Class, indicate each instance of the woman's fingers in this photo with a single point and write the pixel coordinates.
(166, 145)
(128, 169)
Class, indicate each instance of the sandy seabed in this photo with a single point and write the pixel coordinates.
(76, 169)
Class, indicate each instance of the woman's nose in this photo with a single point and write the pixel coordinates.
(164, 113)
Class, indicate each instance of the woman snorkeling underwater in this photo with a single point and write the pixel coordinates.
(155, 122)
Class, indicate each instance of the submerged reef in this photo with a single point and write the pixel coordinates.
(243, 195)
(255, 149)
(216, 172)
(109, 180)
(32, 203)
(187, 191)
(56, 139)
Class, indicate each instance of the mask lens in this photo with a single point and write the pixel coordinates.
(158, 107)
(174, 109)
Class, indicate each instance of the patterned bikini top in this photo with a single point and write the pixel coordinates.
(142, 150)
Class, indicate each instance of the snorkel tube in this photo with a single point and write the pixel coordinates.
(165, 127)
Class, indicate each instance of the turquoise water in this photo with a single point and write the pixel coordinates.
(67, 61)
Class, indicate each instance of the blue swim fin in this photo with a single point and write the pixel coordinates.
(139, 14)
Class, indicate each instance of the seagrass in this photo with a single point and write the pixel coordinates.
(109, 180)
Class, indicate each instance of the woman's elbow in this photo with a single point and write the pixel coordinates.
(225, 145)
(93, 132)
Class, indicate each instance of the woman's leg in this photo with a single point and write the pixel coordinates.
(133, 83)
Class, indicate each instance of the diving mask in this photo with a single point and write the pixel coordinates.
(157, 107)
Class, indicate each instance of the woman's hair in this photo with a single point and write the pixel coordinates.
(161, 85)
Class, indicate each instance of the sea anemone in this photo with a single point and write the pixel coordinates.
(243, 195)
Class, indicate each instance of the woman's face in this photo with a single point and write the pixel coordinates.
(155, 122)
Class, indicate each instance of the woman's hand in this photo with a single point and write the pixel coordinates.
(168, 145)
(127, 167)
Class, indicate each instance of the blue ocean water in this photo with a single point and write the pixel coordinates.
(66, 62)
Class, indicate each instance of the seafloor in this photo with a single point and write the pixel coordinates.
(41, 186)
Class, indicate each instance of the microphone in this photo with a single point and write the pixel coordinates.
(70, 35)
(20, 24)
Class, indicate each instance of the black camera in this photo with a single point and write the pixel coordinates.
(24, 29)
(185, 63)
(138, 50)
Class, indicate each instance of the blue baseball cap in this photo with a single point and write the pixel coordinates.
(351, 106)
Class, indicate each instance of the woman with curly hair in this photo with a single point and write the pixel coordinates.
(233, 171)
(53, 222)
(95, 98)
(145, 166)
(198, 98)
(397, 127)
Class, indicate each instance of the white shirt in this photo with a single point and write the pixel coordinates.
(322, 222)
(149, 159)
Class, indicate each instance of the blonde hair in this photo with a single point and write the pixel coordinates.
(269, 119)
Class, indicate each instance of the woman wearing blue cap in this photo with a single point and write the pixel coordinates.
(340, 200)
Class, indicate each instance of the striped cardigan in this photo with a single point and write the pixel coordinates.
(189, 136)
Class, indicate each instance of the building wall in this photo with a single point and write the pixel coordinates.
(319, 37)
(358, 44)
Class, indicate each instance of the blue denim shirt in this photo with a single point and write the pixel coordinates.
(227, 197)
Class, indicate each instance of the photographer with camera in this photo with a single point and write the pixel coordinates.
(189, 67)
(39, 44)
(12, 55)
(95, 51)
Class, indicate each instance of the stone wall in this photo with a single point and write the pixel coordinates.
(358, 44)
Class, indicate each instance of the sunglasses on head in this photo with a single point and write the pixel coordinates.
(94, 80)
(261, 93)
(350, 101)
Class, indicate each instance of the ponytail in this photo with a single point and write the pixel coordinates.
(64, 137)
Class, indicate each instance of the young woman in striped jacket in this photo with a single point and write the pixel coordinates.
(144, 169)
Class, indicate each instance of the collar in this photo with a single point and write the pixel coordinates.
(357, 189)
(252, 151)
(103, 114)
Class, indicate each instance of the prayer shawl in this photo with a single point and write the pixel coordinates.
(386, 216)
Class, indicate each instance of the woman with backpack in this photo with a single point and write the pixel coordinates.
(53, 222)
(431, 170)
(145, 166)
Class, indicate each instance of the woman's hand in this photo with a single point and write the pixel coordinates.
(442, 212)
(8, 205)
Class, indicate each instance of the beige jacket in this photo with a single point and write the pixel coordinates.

☆ ☆ ☆ ☆

To do: Restate the whole listing exactly, leaving out nothing.

Output for this task:
Class, indicate each instance of the woman's fingers in this photo with a single point and write the pixel coordinates.
(166, 145)
(128, 169)
Class, indicate each instance of the sandy seabed in this photo with a single point and write the pixel coordinates.
(76, 169)
Class, indicate each instance of the woman's nose in this photo with a single point and write the pixel coordinates.
(164, 113)
Class, indicate each instance of the woman snorkeling underwater in this photo with a single point and write the pixel coordinates.
(155, 122)
Class, indicate each instance of the submerged reef in this photo with a single point and write the pixel coordinates.
(243, 195)
(255, 149)
(216, 172)
(109, 180)
(32, 203)
(187, 191)
(56, 139)
Class, indicate each instance of the mask lens in this photo with a single point and write the pixel coordinates.
(158, 107)
(174, 109)
Class, indicate each instance of the patterned bikini top in this photo with a single point and write the pixel coordinates.
(142, 150)
Class, indicate each instance of the snorkel tube in this photo with a single point and write the pixel coordinates.
(165, 127)
Class, indicate each instance of the turquoise water in this photo with a single point and write the pixel coordinates.
(67, 61)
Class, indicate each instance of the blue swim fin in this photo with a single point and write the pixel coordinates.
(139, 14)
Class, indicate each instance of the seagrass in this photo with a single point and write the pixel coordinates.
(109, 180)
Class, indicate each instance of the woman's elbow in this photo with a single point and write the pixel coordinates.
(225, 145)
(93, 132)
Class, indicate each instance of the woman's leg in this photo with a single point and write the pixel coordinates.
(133, 83)
Class, indicate each instance of the diving mask in this photo with a single point and write the pixel coordinates.
(157, 107)
Class, indicate each instance of the woman's hair in this photo with a single point and write the pixel coordinates.
(161, 85)
Class, indicate each instance of the sea anemone in this photo with a single point and write the pixel coordinates.
(243, 195)
Class, indicate each instance of the woman's face in this photo with a single point and write the pixel coordinates.
(155, 122)
Class, indicate each instance of the woman's hand in this photo with a single point and write the pixel coordinates.
(168, 145)
(127, 167)
Class, indicate each instance of the blue ocean water in this photo with a single point and write the pixel coordinates.
(66, 62)
Class, indicate each instance of the seafloor in this photo with a single point and write the pixel coordinates.
(41, 186)
Class, indicate each instance of the microphone in this photo with a single point and write the pixel coordinates.
(70, 35)
(20, 24)
Class, indicate each instance of the black camera in this photo with a single point and write the pixel coordinates.
(24, 29)
(185, 63)
(138, 50)
Class, indicate each instance of the blue baseball cap in this photo with a single point and write the pixel coordinates.
(351, 106)
Class, indicate each instance of the woman with curly hair in this photo with a single point and write the pixel coordinates.
(233, 171)
(53, 222)
(95, 98)
(145, 166)
(198, 98)
(397, 127)
Class, indicate each instance of the white shirt in this photo with a single point and write the pixel coordinates.
(322, 222)
(149, 159)
Class, indicate each instance of the blonde hair in this photo with a single point and write the pixel coordinates.
(269, 119)
Class, indicate each instance of the woman wearing blue cap in this photo with a single point and write the pixel coordinates.
(340, 200)
Class, indicate each instance of the striped cardigan in this photo with a single point and write the pixel coordinates.
(189, 136)
Class, indicate each instance of the building wall in this photo with a single point and write the pixel coordinates.
(319, 37)
(358, 44)
Class, indicate each instance of the blue denim shirt in this photo with a single point and write the pixel coordinates.
(227, 197)
Class, indicate each instance of the photographer with camera in this photo with a single point and write the pixel coordinates.
(189, 67)
(39, 44)
(12, 55)
(95, 51)
Class, indicate each instance of the stone wall in this photo with a single point and write the pixel coordinates.
(358, 44)
Class, indicate each instance of the sunglasses on head in this photo with a single point and write the pixel coordinates.
(94, 80)
(261, 93)
(350, 101)
Class, indicate each instance of the ponytail in this photo with a single point and write the pixel coordinates.
(64, 137)
Class, indicate each instance of the young woman in striped jacket in this photo with a single point and write the pixel coordinates.
(144, 169)
Class, indicate each instance of the collar in this photo with a single point and write the pixel coordinates.
(357, 189)
(252, 151)
(103, 114)
Class, indicate each instance of the prayer shawl in this photo with a single point and write the pixel coordinates.
(386, 216)
Class, indicate each instance of the woman with backpack in this photo with a single point and write the pixel coordinates.
(53, 222)
(431, 170)
(145, 166)
Class, indicate each instance of the woman's hand in this photo with a single point and write the pixel coordinates.
(442, 212)
(8, 205)
Class, indicate each instance of the beige jacket in this photo with a single point and write the pixel coordinates.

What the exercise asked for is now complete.